**Work to complete**
Go through the records below and write each one out again unchanged.

=== Begin Enclosure ===

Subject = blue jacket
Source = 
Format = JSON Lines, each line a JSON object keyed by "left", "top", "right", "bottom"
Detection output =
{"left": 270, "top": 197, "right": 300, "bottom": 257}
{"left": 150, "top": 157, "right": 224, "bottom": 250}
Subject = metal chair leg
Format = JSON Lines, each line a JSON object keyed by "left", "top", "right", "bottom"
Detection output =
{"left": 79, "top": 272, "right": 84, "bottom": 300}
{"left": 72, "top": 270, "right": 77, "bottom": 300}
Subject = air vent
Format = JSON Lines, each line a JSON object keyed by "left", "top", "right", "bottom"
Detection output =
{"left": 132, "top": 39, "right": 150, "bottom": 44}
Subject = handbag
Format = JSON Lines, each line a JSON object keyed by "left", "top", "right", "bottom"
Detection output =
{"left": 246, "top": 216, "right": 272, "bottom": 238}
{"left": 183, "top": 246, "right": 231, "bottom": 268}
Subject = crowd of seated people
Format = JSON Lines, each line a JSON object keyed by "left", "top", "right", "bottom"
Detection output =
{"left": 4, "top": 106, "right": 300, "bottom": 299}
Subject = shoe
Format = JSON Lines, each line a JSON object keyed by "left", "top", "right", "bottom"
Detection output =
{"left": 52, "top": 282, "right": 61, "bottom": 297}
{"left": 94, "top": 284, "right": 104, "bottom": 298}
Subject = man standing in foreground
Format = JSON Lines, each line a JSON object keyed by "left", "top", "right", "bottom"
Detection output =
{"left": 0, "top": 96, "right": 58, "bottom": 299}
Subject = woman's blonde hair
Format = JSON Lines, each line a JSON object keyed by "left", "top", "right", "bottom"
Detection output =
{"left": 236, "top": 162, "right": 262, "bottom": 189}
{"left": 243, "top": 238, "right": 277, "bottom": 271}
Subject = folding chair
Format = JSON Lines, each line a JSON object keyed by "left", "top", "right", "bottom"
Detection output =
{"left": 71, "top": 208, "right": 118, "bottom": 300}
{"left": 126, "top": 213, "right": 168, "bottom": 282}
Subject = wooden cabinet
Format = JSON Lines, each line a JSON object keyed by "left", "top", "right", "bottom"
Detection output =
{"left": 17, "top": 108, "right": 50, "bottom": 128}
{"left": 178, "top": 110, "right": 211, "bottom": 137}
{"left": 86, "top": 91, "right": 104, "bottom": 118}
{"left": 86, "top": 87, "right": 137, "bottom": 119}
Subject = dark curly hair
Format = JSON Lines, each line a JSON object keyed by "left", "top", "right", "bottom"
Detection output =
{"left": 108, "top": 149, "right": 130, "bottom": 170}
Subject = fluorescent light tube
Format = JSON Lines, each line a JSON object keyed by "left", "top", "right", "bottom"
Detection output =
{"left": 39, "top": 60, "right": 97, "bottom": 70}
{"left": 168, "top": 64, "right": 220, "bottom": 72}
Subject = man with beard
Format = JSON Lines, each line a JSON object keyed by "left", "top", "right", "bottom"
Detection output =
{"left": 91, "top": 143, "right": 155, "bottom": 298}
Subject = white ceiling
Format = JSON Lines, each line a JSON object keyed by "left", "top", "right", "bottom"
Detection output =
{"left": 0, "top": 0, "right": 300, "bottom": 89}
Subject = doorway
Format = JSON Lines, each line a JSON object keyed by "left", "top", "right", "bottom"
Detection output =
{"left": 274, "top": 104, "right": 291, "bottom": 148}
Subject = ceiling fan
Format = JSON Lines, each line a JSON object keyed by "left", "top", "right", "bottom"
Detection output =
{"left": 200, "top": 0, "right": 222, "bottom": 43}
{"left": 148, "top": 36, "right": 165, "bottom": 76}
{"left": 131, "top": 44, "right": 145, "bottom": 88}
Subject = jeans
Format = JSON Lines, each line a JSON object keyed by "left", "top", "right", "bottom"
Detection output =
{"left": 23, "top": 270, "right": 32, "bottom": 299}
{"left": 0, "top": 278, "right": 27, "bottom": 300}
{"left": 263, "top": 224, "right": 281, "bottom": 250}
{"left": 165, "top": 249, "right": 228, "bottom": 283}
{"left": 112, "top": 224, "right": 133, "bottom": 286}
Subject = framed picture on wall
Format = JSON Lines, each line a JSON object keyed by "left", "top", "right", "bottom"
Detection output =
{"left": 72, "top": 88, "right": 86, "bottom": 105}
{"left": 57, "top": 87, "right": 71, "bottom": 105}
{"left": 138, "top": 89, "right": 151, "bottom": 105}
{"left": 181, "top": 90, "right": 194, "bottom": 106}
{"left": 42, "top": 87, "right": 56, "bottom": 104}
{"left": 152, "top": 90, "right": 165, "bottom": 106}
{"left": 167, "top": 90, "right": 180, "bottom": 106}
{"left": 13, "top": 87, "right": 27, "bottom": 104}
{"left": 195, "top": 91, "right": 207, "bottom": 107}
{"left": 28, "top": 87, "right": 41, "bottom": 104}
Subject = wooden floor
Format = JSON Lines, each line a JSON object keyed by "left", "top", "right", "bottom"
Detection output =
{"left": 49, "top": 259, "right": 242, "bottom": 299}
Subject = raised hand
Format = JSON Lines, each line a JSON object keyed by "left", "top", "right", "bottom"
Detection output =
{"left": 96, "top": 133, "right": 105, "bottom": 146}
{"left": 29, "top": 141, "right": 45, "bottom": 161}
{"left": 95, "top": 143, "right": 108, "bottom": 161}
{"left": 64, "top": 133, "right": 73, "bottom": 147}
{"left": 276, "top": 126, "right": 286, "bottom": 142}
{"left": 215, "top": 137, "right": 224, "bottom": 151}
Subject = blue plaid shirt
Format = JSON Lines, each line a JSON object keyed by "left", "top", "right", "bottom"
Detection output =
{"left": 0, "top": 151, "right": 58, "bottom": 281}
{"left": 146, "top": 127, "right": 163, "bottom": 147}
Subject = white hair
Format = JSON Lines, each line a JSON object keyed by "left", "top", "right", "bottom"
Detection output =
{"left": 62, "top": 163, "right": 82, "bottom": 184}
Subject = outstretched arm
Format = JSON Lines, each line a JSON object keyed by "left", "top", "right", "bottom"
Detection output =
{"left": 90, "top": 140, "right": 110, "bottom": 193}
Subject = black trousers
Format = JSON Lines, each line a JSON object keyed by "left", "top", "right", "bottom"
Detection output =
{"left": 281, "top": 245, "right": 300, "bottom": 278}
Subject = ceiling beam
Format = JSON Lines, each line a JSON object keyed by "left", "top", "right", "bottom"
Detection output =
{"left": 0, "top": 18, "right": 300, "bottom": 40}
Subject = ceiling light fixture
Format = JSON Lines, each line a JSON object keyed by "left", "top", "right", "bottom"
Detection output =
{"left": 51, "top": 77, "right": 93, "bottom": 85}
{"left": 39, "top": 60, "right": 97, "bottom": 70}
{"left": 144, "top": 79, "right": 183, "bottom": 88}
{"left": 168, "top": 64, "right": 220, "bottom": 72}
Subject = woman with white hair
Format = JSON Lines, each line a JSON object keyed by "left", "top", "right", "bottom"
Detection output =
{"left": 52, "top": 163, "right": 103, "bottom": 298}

=== End Enclosure ===

**Written response**
Subject = blue jacket
Source = 
Format = JSON Lines, each line a JSON object keyed by "left", "top", "right", "bottom"
Detection output =
{"left": 270, "top": 197, "right": 300, "bottom": 257}
{"left": 150, "top": 157, "right": 224, "bottom": 250}
Subject = metal chair leg
Format = JSON Lines, each line a JSON object keyed by "left", "top", "right", "bottom"
Detection output =
{"left": 79, "top": 272, "right": 84, "bottom": 300}
{"left": 72, "top": 270, "right": 77, "bottom": 300}
Subject = air vent
Format = JSON Lines, each line a JSON object keyed by "left", "top", "right", "bottom"
Detection output =
{"left": 132, "top": 39, "right": 150, "bottom": 44}
Subject = handbag
Format = JSON Lines, each line a JSON object keyed by "left", "top", "right", "bottom"
Detection output =
{"left": 246, "top": 216, "right": 272, "bottom": 238}
{"left": 183, "top": 246, "right": 231, "bottom": 268}
Subject = crowd of seated people
Format = JSON Lines, each line a JSON object keyed by "left", "top", "right", "bottom"
Detection output =
{"left": 4, "top": 106, "right": 300, "bottom": 299}
Subject = shoe
Format = JSON Lines, each line a JSON object keyed by "left", "top", "right", "bottom"
Detection output =
{"left": 52, "top": 282, "right": 61, "bottom": 297}
{"left": 94, "top": 284, "right": 104, "bottom": 298}
Subject = man standing in foreground
Format = JSON Lines, each line a JSON object keyed by "left", "top", "right", "bottom"
Detection output =
{"left": 0, "top": 96, "right": 58, "bottom": 299}
Subject = woman's blonde hair
Format = JSON Lines, each line a JSON object keyed by "left", "top", "right", "bottom"
Detection output =
{"left": 236, "top": 162, "right": 262, "bottom": 189}
{"left": 243, "top": 238, "right": 277, "bottom": 271}
Subject = folding chair
Format = JSON Lines, each line a JSON object keyed by "left", "top", "right", "bottom"
Detection output =
{"left": 71, "top": 208, "right": 118, "bottom": 300}
{"left": 126, "top": 213, "right": 168, "bottom": 282}
Subject = wooden cabinet
Format = JSON Lines, each line a JSON object keyed by "left", "top", "right", "bottom"
Detection output =
{"left": 17, "top": 108, "right": 50, "bottom": 128}
{"left": 178, "top": 110, "right": 211, "bottom": 137}
{"left": 86, "top": 91, "right": 104, "bottom": 118}
{"left": 86, "top": 87, "right": 137, "bottom": 119}
Subject = dark curly hair
Format = JSON Lines, each line a JSON object keyed by "left", "top", "right", "bottom"
Detection output =
{"left": 108, "top": 149, "right": 130, "bottom": 170}
Subject = fluorescent light tube
Format = JSON Lines, each line a JSON object keyed by "left", "top", "right", "bottom"
Detection output =
{"left": 39, "top": 60, "right": 97, "bottom": 70}
{"left": 168, "top": 64, "right": 220, "bottom": 72}
Subject = man with beard
Format = JSON Lines, each line a JSON object keyed by "left", "top", "right", "bottom"
Detection output =
{"left": 91, "top": 143, "right": 155, "bottom": 298}
Subject = white ceiling
Format = JSON Lines, each line a JSON object keyed by "left", "top", "right", "bottom"
Detection output =
{"left": 0, "top": 0, "right": 300, "bottom": 89}
Subject = doorway
Format = JSON Lines, each line a JSON object keyed by "left", "top", "right", "bottom"
Detection output =
{"left": 274, "top": 104, "right": 291, "bottom": 148}
Subject = ceiling fan
Format = JSON Lines, each line a JSON object keyed by "left", "top", "right", "bottom"
Detection output =
{"left": 200, "top": 0, "right": 222, "bottom": 43}
{"left": 148, "top": 36, "right": 165, "bottom": 76}
{"left": 131, "top": 44, "right": 145, "bottom": 88}
Subject = jeans
Format = JSON Lines, each line a JSON object keyed by "left", "top", "right", "bottom"
Detection output =
{"left": 23, "top": 270, "right": 32, "bottom": 299}
{"left": 0, "top": 278, "right": 27, "bottom": 300}
{"left": 263, "top": 224, "right": 281, "bottom": 250}
{"left": 165, "top": 249, "right": 228, "bottom": 283}
{"left": 112, "top": 224, "right": 133, "bottom": 286}
Subject = framed picture on wall
Format = JSON Lines, each line a JSON object keyed by "left", "top", "right", "bottom"
Detection output =
{"left": 72, "top": 88, "right": 86, "bottom": 105}
{"left": 57, "top": 87, "right": 71, "bottom": 105}
{"left": 138, "top": 89, "right": 151, "bottom": 105}
{"left": 181, "top": 90, "right": 194, "bottom": 106}
{"left": 42, "top": 87, "right": 56, "bottom": 104}
{"left": 152, "top": 90, "right": 165, "bottom": 106}
{"left": 167, "top": 90, "right": 180, "bottom": 106}
{"left": 13, "top": 87, "right": 27, "bottom": 104}
{"left": 195, "top": 91, "right": 207, "bottom": 107}
{"left": 28, "top": 87, "right": 41, "bottom": 104}
Subject = wooden floor
Format = JSON Lines, each line a JSON object keyed by "left", "top", "right", "bottom"
Detection output =
{"left": 49, "top": 259, "right": 242, "bottom": 299}
Subject = raised hand
Format = JSON Lines, each line a JSON object keyed by "left", "top", "right", "bottom"
Detection output =
{"left": 96, "top": 133, "right": 105, "bottom": 146}
{"left": 29, "top": 141, "right": 45, "bottom": 161}
{"left": 95, "top": 143, "right": 108, "bottom": 161}
{"left": 64, "top": 133, "right": 73, "bottom": 147}
{"left": 276, "top": 126, "right": 286, "bottom": 142}
{"left": 215, "top": 137, "right": 224, "bottom": 151}
Subject = blue plaid shirt
Format = JSON Lines, each line a JSON object keyed by "left", "top", "right", "bottom"
Detection output =
{"left": 0, "top": 151, "right": 58, "bottom": 281}
{"left": 146, "top": 127, "right": 163, "bottom": 147}
Subject = white hair
Format = JSON Lines, each line a JSON object keyed by "left", "top", "right", "bottom"
Detection output =
{"left": 62, "top": 163, "right": 82, "bottom": 184}
Subject = outstretched arm
Format = JSON Lines, each line a JSON object keyed by "left", "top", "right", "bottom"
Detection output =
{"left": 90, "top": 140, "right": 110, "bottom": 193}
Subject = black trousers
Format = JSON Lines, each line a JSON object keyed by "left", "top", "right", "bottom"
Detection output =
{"left": 281, "top": 245, "right": 300, "bottom": 278}
Subject = ceiling beam
Format = JSON Lines, each line a JSON object keyed by "left", "top", "right", "bottom"
Detection output =
{"left": 0, "top": 18, "right": 300, "bottom": 40}
Subject = ceiling light fixture
Format = JSON Lines, each line a JSON object keyed by "left", "top", "right", "bottom"
Detection output =
{"left": 51, "top": 77, "right": 93, "bottom": 85}
{"left": 39, "top": 60, "right": 97, "bottom": 70}
{"left": 144, "top": 79, "right": 183, "bottom": 88}
{"left": 168, "top": 64, "right": 220, "bottom": 72}
Subject = woman with white hair
Format = JSON Lines, each line a JSON object keyed by "left", "top", "right", "bottom"
Detection output =
{"left": 52, "top": 163, "right": 103, "bottom": 298}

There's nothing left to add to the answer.